WHAT YOU SHOULD DO: Look through the material below. Copy every line with the string "missed" in it.

########

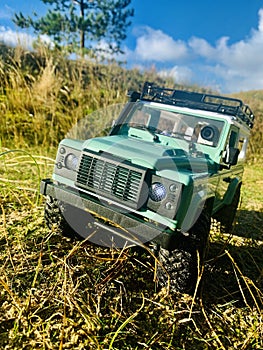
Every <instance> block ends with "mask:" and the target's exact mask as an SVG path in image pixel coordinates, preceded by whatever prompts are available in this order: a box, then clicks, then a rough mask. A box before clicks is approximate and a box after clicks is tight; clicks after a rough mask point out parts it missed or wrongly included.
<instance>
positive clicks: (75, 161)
mask: <svg viewBox="0 0 263 350" xmlns="http://www.w3.org/2000/svg"><path fill="white" fill-rule="evenodd" d="M78 162H79V159H78V157H77V156H76V155H75V154H73V153H69V154H68V155H67V156H66V158H65V166H66V167H67V168H68V169H70V170H76V169H77V166H78Z"/></svg>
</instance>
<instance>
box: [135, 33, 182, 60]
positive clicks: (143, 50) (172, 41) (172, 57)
mask: <svg viewBox="0 0 263 350" xmlns="http://www.w3.org/2000/svg"><path fill="white" fill-rule="evenodd" d="M137 33H138V32H137ZM137 35H138V34H137ZM135 54H136V56H137V57H138V58H139V59H141V60H145V61H155V62H167V61H173V60H181V59H183V58H186V57H187V45H186V43H184V42H183V41H181V40H174V39H173V38H172V37H171V36H169V35H167V34H165V33H163V32H162V31H161V30H155V29H152V28H150V27H143V28H140V31H139V35H138V37H137V43H136V49H135Z"/></svg>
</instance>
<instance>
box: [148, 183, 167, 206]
mask: <svg viewBox="0 0 263 350" xmlns="http://www.w3.org/2000/svg"><path fill="white" fill-rule="evenodd" d="M165 197H166V188H165V187H164V185H163V184H162V183H160V182H155V183H153V184H152V186H151V188H150V198H151V199H152V200H153V201H154V202H160V201H162V200H163V199H164V198H165Z"/></svg>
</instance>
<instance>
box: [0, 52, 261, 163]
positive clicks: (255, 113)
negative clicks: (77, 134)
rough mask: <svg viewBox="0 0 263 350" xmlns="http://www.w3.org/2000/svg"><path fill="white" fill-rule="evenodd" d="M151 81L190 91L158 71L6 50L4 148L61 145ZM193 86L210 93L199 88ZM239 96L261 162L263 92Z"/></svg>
mask: <svg viewBox="0 0 263 350" xmlns="http://www.w3.org/2000/svg"><path fill="white" fill-rule="evenodd" d="M146 80H148V81H155V82H157V83H159V84H160V85H166V86H168V87H169V86H170V87H176V88H183V89H185V88H186V87H185V86H180V85H174V83H173V82H172V81H170V80H168V81H164V80H162V79H161V78H160V77H158V75H157V74H156V72H155V70H149V71H146V72H144V73H141V72H140V71H138V70H137V69H133V70H125V69H123V68H121V66H120V65H117V64H116V63H111V64H109V65H102V64H97V63H94V62H88V63H87V62H86V61H82V60H80V61H69V60H66V59H65V58H64V57H63V56H61V54H60V53H58V54H54V53H53V54H51V53H50V52H48V51H46V50H44V51H43V52H42V51H40V52H37V53H34V54H33V53H31V52H24V51H22V50H21V49H19V48H16V49H10V48H7V47H5V46H0V104H1V109H0V117H1V121H2V123H1V130H0V140H1V145H2V146H3V147H9V148H14V147H15V148H20V147H22V148H25V147H26V148H27V147H38V146H39V145H41V146H42V147H44V148H47V149H50V148H52V147H56V146H57V144H58V142H59V140H60V139H62V138H63V137H64V135H65V134H66V133H67V131H68V130H70V129H71V127H72V126H73V125H75V123H76V122H77V121H78V120H80V119H82V118H84V117H86V116H87V115H88V114H89V113H91V112H93V111H95V110H98V109H101V108H105V107H106V106H109V105H111V104H116V103H124V102H125V101H127V97H126V95H127V92H128V91H130V90H138V89H140V88H141V87H142V85H143V83H144V82H145V81H146ZM187 88H188V89H190V90H193V91H205V89H204V88H201V87H198V86H189V87H187ZM208 92H211V91H208ZM235 96H236V97H241V98H242V99H243V100H244V101H245V102H246V103H248V104H249V105H250V106H251V108H252V110H253V111H254V113H255V115H256V122H255V127H254V129H253V131H252V138H251V142H250V150H249V158H250V160H253V158H256V159H257V160H258V158H259V157H260V155H261V154H262V143H263V142H262V140H263V136H262V133H263V131H262V130H263V128H262V124H263V102H262V96H263V91H251V92H245V93H242V94H237V95H235ZM93 122H94V123H95V121H93ZM98 127H99V126H98ZM94 129H96V125H94ZM91 136H92V135H91Z"/></svg>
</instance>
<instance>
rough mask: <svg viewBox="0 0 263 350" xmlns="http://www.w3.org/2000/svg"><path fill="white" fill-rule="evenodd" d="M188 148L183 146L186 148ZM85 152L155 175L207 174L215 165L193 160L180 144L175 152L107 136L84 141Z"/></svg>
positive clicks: (135, 139) (158, 143) (141, 140)
mask: <svg viewBox="0 0 263 350" xmlns="http://www.w3.org/2000/svg"><path fill="white" fill-rule="evenodd" d="M186 147H187V144H186V146H185V145H184V148H186ZM84 149H86V150H90V151H94V152H97V153H101V154H102V155H103V152H106V153H108V154H112V155H114V156H116V157H119V158H120V159H125V160H126V161H129V162H131V164H136V165H140V166H143V167H146V168H149V169H154V170H155V171H156V172H161V171H163V170H175V169H178V168H180V169H182V170H183V169H184V170H185V171H188V172H189V171H190V172H195V173H196V172H197V173H200V172H206V173H207V171H208V168H211V165H214V163H213V162H212V161H211V160H209V159H208V158H207V157H205V156H202V157H192V156H190V155H189V153H187V152H186V151H185V150H184V149H183V148H182V147H181V148H180V142H179V141H178V142H177V145H176V148H175V147H171V146H166V145H163V144H161V143H155V142H149V141H143V140H141V139H140V140H137V139H133V138H130V137H127V136H119V135H115V136H106V137H101V138H94V139H90V140H87V141H85V143H84Z"/></svg>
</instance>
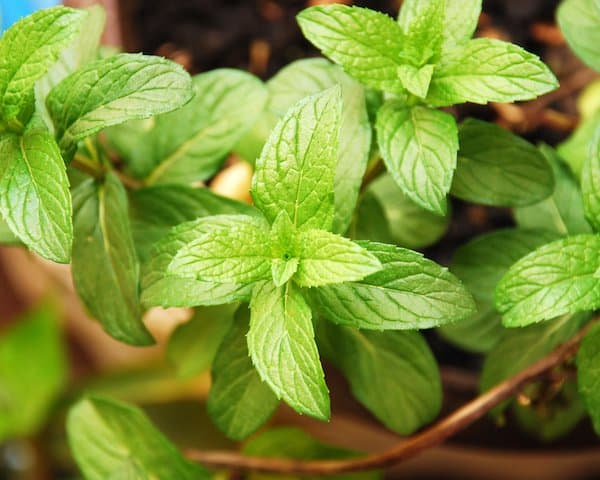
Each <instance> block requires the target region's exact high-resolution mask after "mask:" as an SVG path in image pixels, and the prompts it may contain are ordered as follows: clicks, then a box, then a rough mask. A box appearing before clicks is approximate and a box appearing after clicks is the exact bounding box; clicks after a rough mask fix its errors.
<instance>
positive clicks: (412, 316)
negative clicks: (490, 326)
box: [309, 241, 475, 330]
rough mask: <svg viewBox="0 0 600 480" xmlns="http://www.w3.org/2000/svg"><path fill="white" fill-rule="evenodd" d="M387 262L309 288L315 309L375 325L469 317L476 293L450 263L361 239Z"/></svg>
mask: <svg viewBox="0 0 600 480" xmlns="http://www.w3.org/2000/svg"><path fill="white" fill-rule="evenodd" d="M357 243H358V244H359V245H361V246H362V247H363V248H365V249H366V250H368V251H369V252H371V253H372V254H374V255H375V256H376V257H377V258H378V259H379V261H380V262H381V264H382V265H383V268H382V269H381V270H380V271H379V272H377V273H375V274H373V275H370V276H368V277H366V278H365V279H364V280H361V281H359V282H352V283H344V284H338V285H327V286H324V287H320V288H315V289H311V290H310V291H309V294H310V298H311V300H312V304H313V306H314V308H315V309H317V310H318V311H319V312H320V313H322V314H323V315H324V316H326V317H327V318H328V319H330V320H331V321H333V322H335V323H339V324H342V325H349V326H355V327H357V328H364V329H372V330H406V329H408V330H412V329H420V328H431V327H435V326H438V325H442V324H444V323H451V322H455V321H459V320H463V319H466V318H469V317H470V316H471V315H472V314H473V313H474V311H475V310H474V309H475V305H474V303H473V299H472V298H471V296H470V295H469V293H468V292H467V290H466V289H465V288H464V287H463V285H462V284H461V283H460V282H459V280H458V279H457V278H456V277H455V276H454V275H452V274H451V273H450V272H448V270H447V269H445V268H443V267H441V266H439V265H438V264H436V263H434V262H432V261H431V260H427V259H426V258H423V256H422V255H421V254H420V253H417V252H413V251H411V250H406V249H403V248H399V247H394V246H391V245H384V244H381V243H374V242H362V241H361V242H357Z"/></svg>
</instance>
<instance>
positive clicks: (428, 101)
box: [427, 38, 558, 107]
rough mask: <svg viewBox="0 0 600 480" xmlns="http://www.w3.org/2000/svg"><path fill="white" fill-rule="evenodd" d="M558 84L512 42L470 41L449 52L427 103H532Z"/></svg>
mask: <svg viewBox="0 0 600 480" xmlns="http://www.w3.org/2000/svg"><path fill="white" fill-rule="evenodd" d="M557 86H558V82H557V80H556V78H555V77H554V75H553V74H552V72H551V71H550V70H549V69H548V67H547V66H546V65H545V64H544V63H543V62H542V61H541V60H540V59H539V58H538V57H537V56H536V55H533V54H531V53H529V52H526V51H525V50H523V49H522V48H520V47H517V46H516V45H513V44H512V43H507V42H503V41H501V40H495V39H491V38H478V39H475V40H471V41H469V42H468V43H466V44H464V46H461V47H460V48H457V49H456V50H452V51H451V52H449V53H448V54H447V55H446V56H445V58H443V59H442V62H441V63H440V64H439V65H438V66H437V67H436V70H435V72H434V74H433V78H432V79H431V84H430V86H429V93H428V95H427V103H430V104H432V105H435V106H439V107H442V106H447V105H455V104H457V103H464V102H473V103H481V104H485V103H487V102H515V101H517V100H530V99H532V98H535V97H537V96H539V95H542V94H544V93H548V92H549V91H551V90H554V89H555V88H556V87H557Z"/></svg>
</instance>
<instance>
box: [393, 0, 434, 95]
mask: <svg viewBox="0 0 600 480" xmlns="http://www.w3.org/2000/svg"><path fill="white" fill-rule="evenodd" d="M445 10H446V0H428V1H422V0H416V1H412V0H407V1H405V2H403V3H402V7H401V8H400V14H399V16H398V24H399V25H400V27H401V28H402V32H403V33H404V35H403V43H404V50H405V52H406V54H408V56H409V59H410V62H411V64H413V65H414V66H417V67H420V66H422V65H424V64H425V63H427V62H431V63H436V62H437V61H438V60H439V54H440V50H441V47H442V40H443V29H444V15H445ZM432 70H433V65H432ZM430 76H431V74H430ZM427 83H429V82H427ZM404 86H405V87H406V88H407V89H408V90H409V91H411V90H410V88H408V86H407V85H406V84H404ZM411 93H414V92H412V91H411ZM426 94H427V90H425V92H424V94H423V95H419V96H420V97H425V95H426ZM415 95H416V94H415Z"/></svg>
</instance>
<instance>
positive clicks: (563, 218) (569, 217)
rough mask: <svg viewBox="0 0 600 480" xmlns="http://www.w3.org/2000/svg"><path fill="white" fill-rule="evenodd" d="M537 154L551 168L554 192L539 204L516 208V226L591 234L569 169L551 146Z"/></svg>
mask: <svg viewBox="0 0 600 480" xmlns="http://www.w3.org/2000/svg"><path fill="white" fill-rule="evenodd" d="M540 151H541V152H542V153H543V154H544V156H545V157H546V160H547V161H548V163H549V164H550V166H551V167H552V171H553V175H554V193H553V194H552V196H550V197H548V198H547V199H545V200H543V201H541V202H540V203H536V204H535V205H531V206H528V207H520V208H517V209H515V217H516V220H517V223H518V225H519V226H520V227H523V228H535V229H540V230H551V231H555V232H558V233H560V234H561V235H567V234H571V235H573V234H577V233H589V232H591V231H592V229H591V228H590V225H589V224H588V223H587V221H586V219H585V214H584V210H583V202H582V199H581V191H580V190H579V185H578V184H577V181H576V180H575V178H574V177H573V174H572V173H571V171H570V169H569V167H568V166H567V165H565V164H564V163H563V161H562V159H561V158H560V157H559V156H558V155H557V154H556V152H555V151H554V150H553V149H552V148H551V147H549V146H547V145H542V146H541V147H540Z"/></svg>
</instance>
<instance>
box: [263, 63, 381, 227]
mask: <svg viewBox="0 0 600 480" xmlns="http://www.w3.org/2000/svg"><path fill="white" fill-rule="evenodd" d="M338 84H339V85H340V87H341V89H342V103H343V106H342V116H341V126H340V138H339V150H338V161H337V165H336V169H335V179H334V192H335V195H334V204H335V214H334V217H333V228H332V231H333V232H334V233H339V234H344V233H345V232H346V230H347V229H348V225H349V224H350V221H351V219H352V214H353V213H354V207H355V206H356V201H357V198H358V193H359V190H360V185H361V183H362V179H363V176H364V173H365V169H366V167H367V161H368V159H369V152H370V147H371V124H370V122H369V115H368V113H367V105H366V92H365V88H364V87H363V86H362V85H361V84H360V83H359V82H357V81H356V80H354V79H353V78H352V77H350V76H349V75H347V74H346V73H344V71H343V70H342V69H341V68H340V67H338V66H337V65H334V64H332V63H331V62H329V61H327V60H325V59H323V58H309V59H304V60H298V61H296V62H293V63H291V64H289V65H288V66H287V67H285V68H283V69H281V70H280V71H279V72H278V73H277V75H275V76H274V77H273V78H272V79H271V80H269V82H268V83H267V87H268V89H269V93H270V100H269V109H270V110H272V111H274V112H276V113H277V114H278V115H279V116H283V115H284V114H285V113H286V112H287V110H288V109H289V108H290V107H291V106H293V105H294V104H295V103H296V102H298V101H300V100H302V99H303V98H304V97H307V96H309V95H314V94H316V93H319V92H322V91H323V90H326V89H327V88H331V87H333V86H335V85H338ZM269 132H270V130H269ZM265 138H266V136H265ZM252 160H254V159H252Z"/></svg>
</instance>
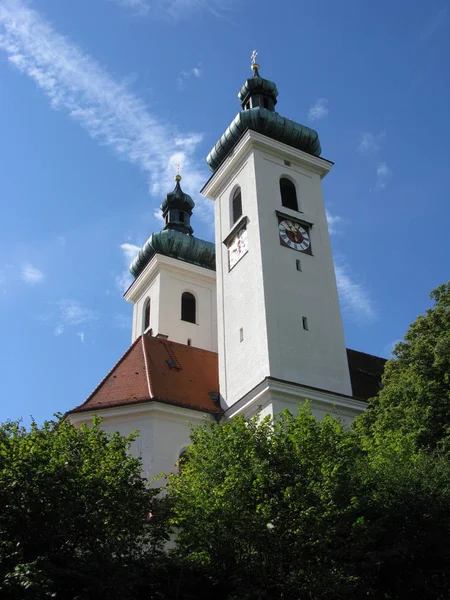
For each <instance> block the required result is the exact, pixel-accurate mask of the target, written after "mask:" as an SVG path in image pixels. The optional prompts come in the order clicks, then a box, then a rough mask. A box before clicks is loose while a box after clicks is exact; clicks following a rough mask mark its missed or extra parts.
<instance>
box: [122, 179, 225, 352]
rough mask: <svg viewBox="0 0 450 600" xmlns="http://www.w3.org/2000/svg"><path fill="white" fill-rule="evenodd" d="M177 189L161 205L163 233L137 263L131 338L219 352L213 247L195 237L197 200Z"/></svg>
mask: <svg viewBox="0 0 450 600" xmlns="http://www.w3.org/2000/svg"><path fill="white" fill-rule="evenodd" d="M175 181H176V184H175V189H174V190H173V191H172V192H170V193H169V194H167V195H166V197H165V199H164V201H163V203H162V204H161V211H162V216H163V219H164V228H163V229H162V230H161V231H157V232H155V233H153V234H152V235H151V236H150V238H149V239H148V241H147V242H146V244H144V246H143V247H142V249H141V250H140V252H139V254H138V255H137V256H136V258H135V259H134V261H133V263H132V265H131V267H130V271H131V273H132V275H133V276H134V277H135V281H134V283H133V285H132V286H130V288H129V289H128V290H127V291H126V293H125V299H126V300H128V301H129V302H131V303H132V304H133V326H132V339H131V341H132V342H134V341H135V340H136V339H137V338H138V337H140V336H141V335H142V334H143V333H146V332H151V333H152V334H153V335H154V336H164V337H167V338H168V339H170V340H173V341H175V342H178V343H180V344H187V345H189V346H191V345H192V346H195V347H196V348H203V349H205V350H211V351H212V352H217V311H216V276H215V272H214V271H215V255H214V252H215V249H214V244H212V243H211V242H206V241H204V240H200V239H199V238H196V237H194V236H193V235H192V234H193V229H192V227H191V223H190V220H191V216H192V210H193V208H194V201H193V200H192V198H191V197H190V196H189V195H188V194H186V193H184V192H183V190H182V189H181V185H180V182H181V176H180V175H177V176H176V177H175Z"/></svg>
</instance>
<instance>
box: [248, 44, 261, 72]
mask: <svg viewBox="0 0 450 600" xmlns="http://www.w3.org/2000/svg"><path fill="white" fill-rule="evenodd" d="M257 56H258V53H257V52H256V50H253V52H252V55H251V57H250V58H251V59H252V71H254V73H255V75H256V74H257V73H258V71H259V65H258V63H257V62H256V57H257Z"/></svg>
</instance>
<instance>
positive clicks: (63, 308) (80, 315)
mask: <svg viewBox="0 0 450 600" xmlns="http://www.w3.org/2000/svg"><path fill="white" fill-rule="evenodd" d="M49 304H50V305H51V306H53V307H54V310H53V311H52V312H51V313H50V314H46V315H42V316H41V317H40V319H41V320H42V321H44V322H51V323H54V324H56V325H55V327H54V330H53V334H54V335H56V336H60V335H62V334H63V333H64V332H65V331H67V329H68V328H70V327H76V326H78V325H87V324H89V323H92V321H95V320H96V318H97V317H96V316H95V315H94V313H93V311H92V310H91V309H89V308H86V307H84V306H83V305H82V304H81V303H80V302H78V300H72V299H69V298H64V299H62V300H58V301H57V302H50V303H49ZM82 333H83V335H82V338H83V339H82V340H81V341H84V332H82ZM77 335H78V336H80V333H77ZM80 339H81V337H80Z"/></svg>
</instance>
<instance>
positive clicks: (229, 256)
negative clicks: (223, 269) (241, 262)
mask: <svg viewBox="0 0 450 600" xmlns="http://www.w3.org/2000/svg"><path fill="white" fill-rule="evenodd" d="M247 250H248V248H247V228H246V227H243V228H242V229H239V231H238V232H237V233H236V235H235V236H234V238H233V239H232V240H231V242H230V244H229V245H228V262H229V267H230V270H231V269H232V268H233V267H234V265H235V264H236V263H238V262H239V261H240V260H241V258H242V257H243V256H244V254H246V253H247Z"/></svg>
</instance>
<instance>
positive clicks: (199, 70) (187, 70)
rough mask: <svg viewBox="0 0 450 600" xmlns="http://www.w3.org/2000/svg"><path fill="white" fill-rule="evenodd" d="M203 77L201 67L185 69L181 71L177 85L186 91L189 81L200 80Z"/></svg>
mask: <svg viewBox="0 0 450 600" xmlns="http://www.w3.org/2000/svg"><path fill="white" fill-rule="evenodd" d="M201 76H202V69H201V65H198V66H197V67H193V68H192V69H185V70H183V71H180V72H179V73H178V76H177V84H178V87H179V88H180V90H182V89H184V87H185V84H186V82H187V81H188V80H189V79H200V77H201Z"/></svg>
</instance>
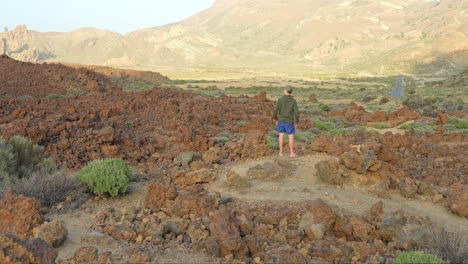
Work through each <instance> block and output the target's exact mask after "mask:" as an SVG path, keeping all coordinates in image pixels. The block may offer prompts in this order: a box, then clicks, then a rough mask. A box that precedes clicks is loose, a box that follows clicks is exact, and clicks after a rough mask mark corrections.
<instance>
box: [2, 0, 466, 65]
mask: <svg viewBox="0 0 468 264" xmlns="http://www.w3.org/2000/svg"><path fill="white" fill-rule="evenodd" d="M467 36H468V3H467V2H466V1H463V0H452V1H440V0H387V1H366V0H330V1H325V0H320V1H317V0H291V1H284V0H273V1H257V0H236V1H231V0H229V1H227V0H218V1H216V2H215V4H214V5H213V6H212V7H211V8H209V9H207V10H205V11H202V12H200V13H198V14H196V15H194V16H192V17H190V18H188V19H186V20H184V21H182V22H180V23H177V24H170V25H166V26H162V27H155V28H149V29H141V30H137V31H135V32H131V33H129V34H126V35H120V34H117V33H114V32H110V31H105V30H97V29H92V28H84V29H79V30H77V31H73V32H68V33H38V32H34V31H30V30H27V28H26V27H25V26H21V27H17V28H16V29H15V30H13V31H8V32H5V33H3V34H0V39H2V41H1V42H0V52H1V51H2V50H4V51H6V52H7V53H8V54H9V55H11V56H13V57H15V58H18V59H21V60H32V61H43V60H54V61H61V62H73V63H84V64H98V65H109V66H118V67H136V68H148V69H151V68H154V67H157V66H175V67H187V66H189V67H197V68H200V67H202V68H244V69H245V68H262V69H268V70H285V69H288V70H294V71H311V70H312V71H320V70H327V71H330V70H332V71H348V72H358V71H365V72H372V73H392V72H401V71H415V70H418V68H417V66H418V65H419V64H424V65H426V67H424V69H423V71H424V72H430V71H435V70H439V69H440V68H445V69H453V68H457V67H458V66H460V65H461V66H466V64H467V61H468V60H467V59H466V58H468V56H467V55H466V54H467V52H466V50H468V39H467ZM454 54H457V56H455V55H454ZM460 56H461V57H460ZM427 66H429V67H427Z"/></svg>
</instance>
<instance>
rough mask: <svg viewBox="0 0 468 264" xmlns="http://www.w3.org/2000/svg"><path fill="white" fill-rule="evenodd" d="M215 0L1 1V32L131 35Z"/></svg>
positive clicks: (188, 14) (213, 1) (188, 15)
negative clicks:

########

SOLUTION TO THIS TASK:
Every <instance> block ends with "mask:" and the target's exact mask as an SVG path in image pixel coordinates, preceded by whatever prompts are available in this order: a box, then clicks, then a rough mask. A box before clicks is approximate and a box after clicks is tight; clicks after a rough mask point out parts it missed or wrongly included.
For each <instance> block the required result is the exact, pixel-accurate mask of the target, written after "mask:" as an SVG path in image pixels. The optional prompts come in the order clicks, then a box, then a rough mask. A box before clicks is loose while a box after clicks is exact; clicks following a rough mask mark its missed or extra parts.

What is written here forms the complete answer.